Goal of the exercise:
Report every line in the entries below that contains the string "slope", reproducing each such line in full.

Exercise materials:

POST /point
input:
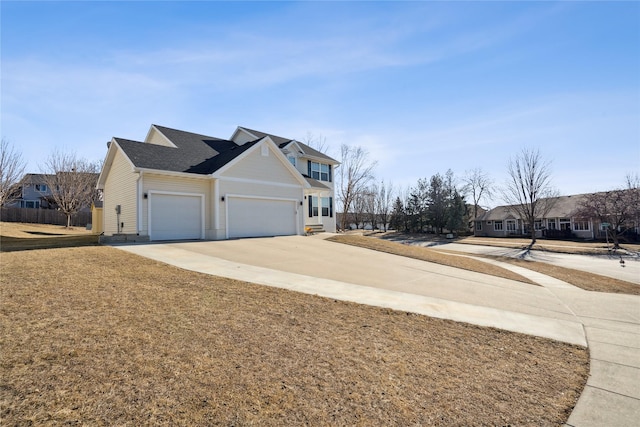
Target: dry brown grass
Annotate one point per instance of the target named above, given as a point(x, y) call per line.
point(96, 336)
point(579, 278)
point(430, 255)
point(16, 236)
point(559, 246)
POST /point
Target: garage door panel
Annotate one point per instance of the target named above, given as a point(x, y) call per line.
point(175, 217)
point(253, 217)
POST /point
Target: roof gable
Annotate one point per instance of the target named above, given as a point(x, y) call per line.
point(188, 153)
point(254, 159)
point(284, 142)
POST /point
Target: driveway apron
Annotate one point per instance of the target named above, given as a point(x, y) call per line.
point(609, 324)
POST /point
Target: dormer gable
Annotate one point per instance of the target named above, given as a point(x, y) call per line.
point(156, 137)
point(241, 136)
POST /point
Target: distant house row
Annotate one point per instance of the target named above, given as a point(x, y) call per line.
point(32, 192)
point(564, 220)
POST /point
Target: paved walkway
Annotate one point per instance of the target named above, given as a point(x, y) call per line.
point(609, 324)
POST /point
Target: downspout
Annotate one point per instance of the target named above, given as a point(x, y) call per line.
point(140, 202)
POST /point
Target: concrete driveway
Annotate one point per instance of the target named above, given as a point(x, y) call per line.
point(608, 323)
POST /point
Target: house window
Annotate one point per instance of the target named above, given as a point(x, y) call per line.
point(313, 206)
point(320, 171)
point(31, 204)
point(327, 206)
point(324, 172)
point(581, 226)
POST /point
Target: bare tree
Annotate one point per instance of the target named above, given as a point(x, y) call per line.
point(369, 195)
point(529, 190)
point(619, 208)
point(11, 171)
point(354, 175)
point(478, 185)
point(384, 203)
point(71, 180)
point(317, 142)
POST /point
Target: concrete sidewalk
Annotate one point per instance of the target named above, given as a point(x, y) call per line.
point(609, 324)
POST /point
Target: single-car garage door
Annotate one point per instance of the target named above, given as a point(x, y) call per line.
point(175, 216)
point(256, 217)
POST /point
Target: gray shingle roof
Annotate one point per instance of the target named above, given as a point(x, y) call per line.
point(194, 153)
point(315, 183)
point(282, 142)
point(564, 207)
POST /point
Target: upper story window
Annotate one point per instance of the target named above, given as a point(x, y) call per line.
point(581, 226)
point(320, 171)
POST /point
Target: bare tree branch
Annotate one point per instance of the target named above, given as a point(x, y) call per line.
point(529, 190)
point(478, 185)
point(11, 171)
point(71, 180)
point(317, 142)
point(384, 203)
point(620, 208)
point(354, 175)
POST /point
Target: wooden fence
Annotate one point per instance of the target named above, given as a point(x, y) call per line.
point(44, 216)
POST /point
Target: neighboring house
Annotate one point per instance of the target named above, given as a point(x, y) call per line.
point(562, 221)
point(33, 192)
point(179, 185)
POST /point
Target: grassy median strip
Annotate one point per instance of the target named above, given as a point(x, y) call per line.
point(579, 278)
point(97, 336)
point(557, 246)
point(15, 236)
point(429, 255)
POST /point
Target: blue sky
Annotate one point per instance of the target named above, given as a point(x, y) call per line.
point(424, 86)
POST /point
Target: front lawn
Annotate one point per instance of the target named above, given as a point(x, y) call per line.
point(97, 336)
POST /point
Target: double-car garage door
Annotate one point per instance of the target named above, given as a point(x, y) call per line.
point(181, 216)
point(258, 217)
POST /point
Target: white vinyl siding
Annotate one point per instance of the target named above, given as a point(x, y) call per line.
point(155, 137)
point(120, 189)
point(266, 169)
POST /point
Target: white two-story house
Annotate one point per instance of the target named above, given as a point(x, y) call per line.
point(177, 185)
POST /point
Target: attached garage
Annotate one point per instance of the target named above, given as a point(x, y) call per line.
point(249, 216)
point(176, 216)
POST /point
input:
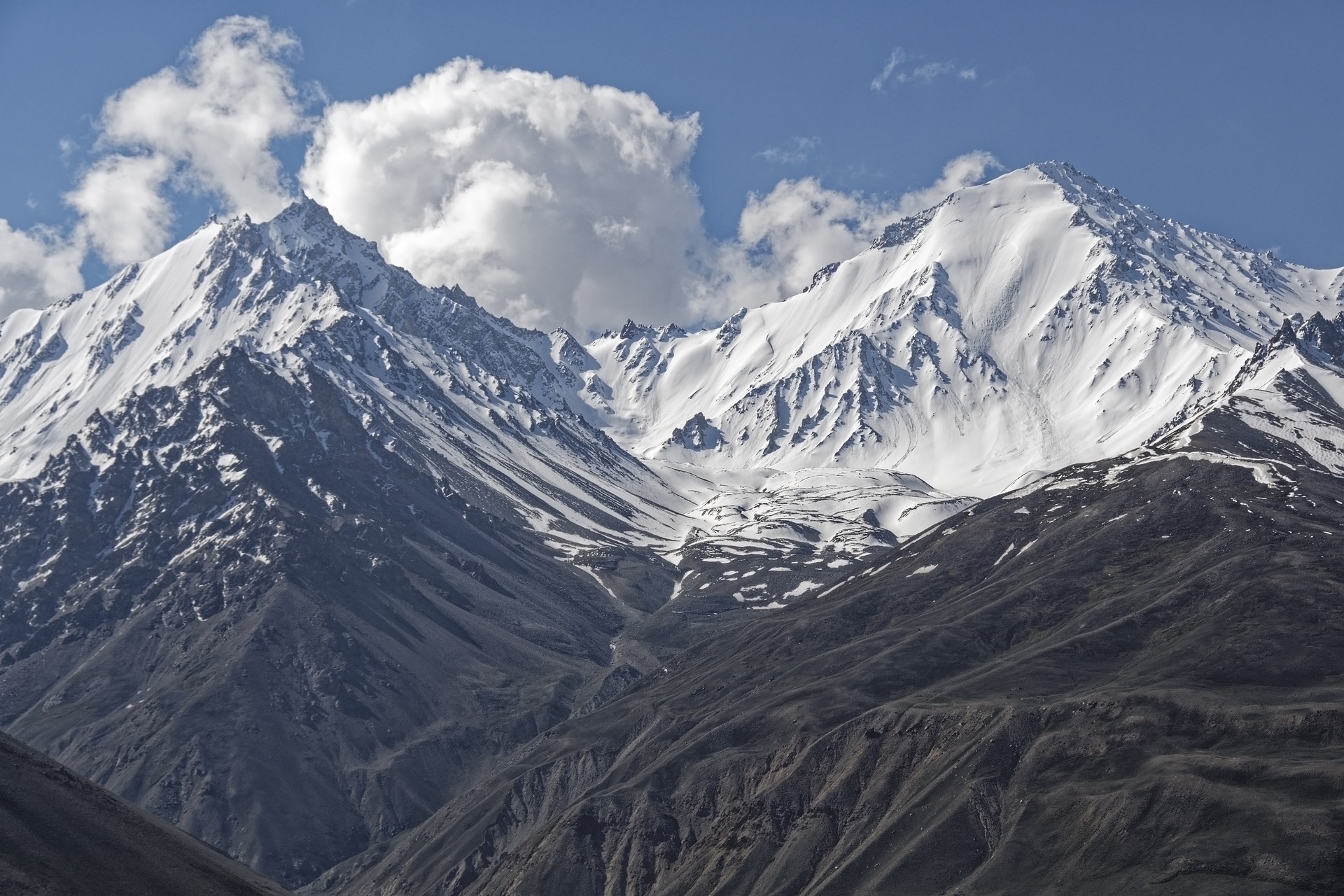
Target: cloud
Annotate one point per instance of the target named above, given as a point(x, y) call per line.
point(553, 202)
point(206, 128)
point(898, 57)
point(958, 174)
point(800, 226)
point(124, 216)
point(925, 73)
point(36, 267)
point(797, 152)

* * *

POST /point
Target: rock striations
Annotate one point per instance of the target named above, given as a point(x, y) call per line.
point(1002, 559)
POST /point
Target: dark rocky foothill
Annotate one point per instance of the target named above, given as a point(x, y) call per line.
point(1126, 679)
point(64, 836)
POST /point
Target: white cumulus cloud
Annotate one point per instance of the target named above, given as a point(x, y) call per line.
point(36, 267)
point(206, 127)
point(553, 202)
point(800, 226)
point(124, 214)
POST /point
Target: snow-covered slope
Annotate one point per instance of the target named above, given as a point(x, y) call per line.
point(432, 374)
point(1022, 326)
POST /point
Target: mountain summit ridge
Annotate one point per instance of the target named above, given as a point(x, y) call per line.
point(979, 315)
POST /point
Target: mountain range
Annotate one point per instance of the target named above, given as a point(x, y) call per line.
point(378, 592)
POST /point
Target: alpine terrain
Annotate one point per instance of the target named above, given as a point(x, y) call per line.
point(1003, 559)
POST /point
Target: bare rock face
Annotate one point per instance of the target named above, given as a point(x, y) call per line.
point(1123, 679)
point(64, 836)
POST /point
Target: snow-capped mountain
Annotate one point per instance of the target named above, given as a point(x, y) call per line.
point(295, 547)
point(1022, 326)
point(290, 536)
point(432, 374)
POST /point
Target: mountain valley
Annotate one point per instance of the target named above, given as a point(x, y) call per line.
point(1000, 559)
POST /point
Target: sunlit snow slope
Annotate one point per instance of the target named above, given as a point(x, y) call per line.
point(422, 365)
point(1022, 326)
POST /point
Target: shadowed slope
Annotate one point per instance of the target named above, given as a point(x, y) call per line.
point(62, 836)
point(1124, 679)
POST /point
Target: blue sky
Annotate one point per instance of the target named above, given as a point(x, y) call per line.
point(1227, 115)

Output below:
Target: snow-covered slope
Target: sunlit snow slope
Target: shadowed slope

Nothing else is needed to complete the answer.